◆ **Aim of the exercise**
Copy the material between the line holding "Annotation task — locate each instance of the green shrub" and the end of the material, inclusive, keeping every line. Multiply each coordinate in the answers by 2.3 and round it to a whole number with halves going up, leaving the wording of the other lines unchanged.

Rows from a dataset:
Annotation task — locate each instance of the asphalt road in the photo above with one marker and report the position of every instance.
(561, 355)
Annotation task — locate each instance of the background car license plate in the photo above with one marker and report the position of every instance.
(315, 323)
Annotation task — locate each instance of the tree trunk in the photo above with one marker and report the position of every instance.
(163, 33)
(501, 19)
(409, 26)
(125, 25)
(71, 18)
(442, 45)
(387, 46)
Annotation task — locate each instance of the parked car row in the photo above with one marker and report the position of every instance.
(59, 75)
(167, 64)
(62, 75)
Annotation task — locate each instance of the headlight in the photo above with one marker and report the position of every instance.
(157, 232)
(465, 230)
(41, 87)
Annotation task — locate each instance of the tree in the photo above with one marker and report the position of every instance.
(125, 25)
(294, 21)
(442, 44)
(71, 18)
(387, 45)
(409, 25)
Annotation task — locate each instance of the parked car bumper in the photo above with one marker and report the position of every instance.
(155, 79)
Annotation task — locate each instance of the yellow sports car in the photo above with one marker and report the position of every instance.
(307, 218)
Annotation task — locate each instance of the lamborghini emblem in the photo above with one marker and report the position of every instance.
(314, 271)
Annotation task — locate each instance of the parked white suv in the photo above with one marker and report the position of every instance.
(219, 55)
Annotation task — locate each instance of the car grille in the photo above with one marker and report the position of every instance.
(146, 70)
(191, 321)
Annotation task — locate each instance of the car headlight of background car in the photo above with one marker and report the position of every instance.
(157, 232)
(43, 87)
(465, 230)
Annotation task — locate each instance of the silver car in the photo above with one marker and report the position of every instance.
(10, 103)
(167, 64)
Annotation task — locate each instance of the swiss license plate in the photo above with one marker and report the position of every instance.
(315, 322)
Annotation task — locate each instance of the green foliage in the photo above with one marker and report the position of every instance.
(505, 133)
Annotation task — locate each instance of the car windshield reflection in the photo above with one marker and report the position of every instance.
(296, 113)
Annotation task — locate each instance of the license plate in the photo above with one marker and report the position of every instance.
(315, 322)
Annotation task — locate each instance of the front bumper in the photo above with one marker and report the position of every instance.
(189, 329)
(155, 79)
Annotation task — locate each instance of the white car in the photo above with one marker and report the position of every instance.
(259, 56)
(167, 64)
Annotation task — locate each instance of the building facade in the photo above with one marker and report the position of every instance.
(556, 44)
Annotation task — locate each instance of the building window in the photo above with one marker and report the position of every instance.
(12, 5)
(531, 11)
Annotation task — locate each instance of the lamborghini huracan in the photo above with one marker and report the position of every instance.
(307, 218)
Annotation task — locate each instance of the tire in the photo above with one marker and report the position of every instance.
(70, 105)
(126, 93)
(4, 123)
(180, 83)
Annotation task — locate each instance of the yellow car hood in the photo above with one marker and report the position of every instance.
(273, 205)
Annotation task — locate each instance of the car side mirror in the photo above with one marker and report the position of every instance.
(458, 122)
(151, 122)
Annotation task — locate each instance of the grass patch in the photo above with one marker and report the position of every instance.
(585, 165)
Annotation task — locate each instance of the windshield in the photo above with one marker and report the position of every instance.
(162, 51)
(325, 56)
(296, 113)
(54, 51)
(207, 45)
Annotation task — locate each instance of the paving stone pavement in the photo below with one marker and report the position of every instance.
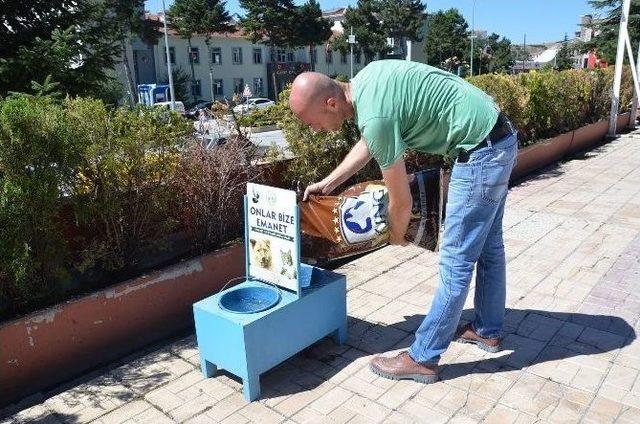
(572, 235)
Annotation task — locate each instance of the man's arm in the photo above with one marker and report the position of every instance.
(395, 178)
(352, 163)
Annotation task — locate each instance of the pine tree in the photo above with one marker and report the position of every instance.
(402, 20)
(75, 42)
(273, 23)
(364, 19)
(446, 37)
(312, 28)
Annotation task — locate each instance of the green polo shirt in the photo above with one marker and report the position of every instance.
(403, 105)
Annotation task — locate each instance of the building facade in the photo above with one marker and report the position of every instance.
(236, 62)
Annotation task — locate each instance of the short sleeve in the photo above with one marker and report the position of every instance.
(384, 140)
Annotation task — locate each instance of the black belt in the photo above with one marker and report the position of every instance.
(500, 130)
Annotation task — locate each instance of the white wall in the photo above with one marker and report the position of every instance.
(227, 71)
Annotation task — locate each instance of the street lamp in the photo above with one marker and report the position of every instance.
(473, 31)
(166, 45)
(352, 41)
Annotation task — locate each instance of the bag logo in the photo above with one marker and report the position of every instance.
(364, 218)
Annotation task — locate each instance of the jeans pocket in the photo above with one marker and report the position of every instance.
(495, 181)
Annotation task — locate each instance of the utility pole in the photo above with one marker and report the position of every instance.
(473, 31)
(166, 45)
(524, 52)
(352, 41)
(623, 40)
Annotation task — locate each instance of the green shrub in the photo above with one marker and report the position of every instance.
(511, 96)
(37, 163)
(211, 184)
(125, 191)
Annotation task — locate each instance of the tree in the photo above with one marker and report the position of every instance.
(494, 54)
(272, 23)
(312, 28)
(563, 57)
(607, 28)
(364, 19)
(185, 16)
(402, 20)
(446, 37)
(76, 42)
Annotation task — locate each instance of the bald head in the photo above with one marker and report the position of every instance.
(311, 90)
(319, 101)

◆ **Full answer**
Annotation task — locate each instance of the green shrub in the photo above with one marker and report the position of every instance.
(1175, 221)
(85, 375)
(485, 423)
(288, 439)
Annotation task — locate each instance of the tree in the photo above with one marker and report the position of every instance.
(1136, 124)
(626, 53)
(718, 64)
(1295, 131)
(1396, 64)
(837, 44)
(426, 37)
(925, 46)
(1026, 85)
(175, 97)
Annotation task — locate each instance of the bald head in the photo above with one marker and report the position of every instance.
(715, 207)
(734, 232)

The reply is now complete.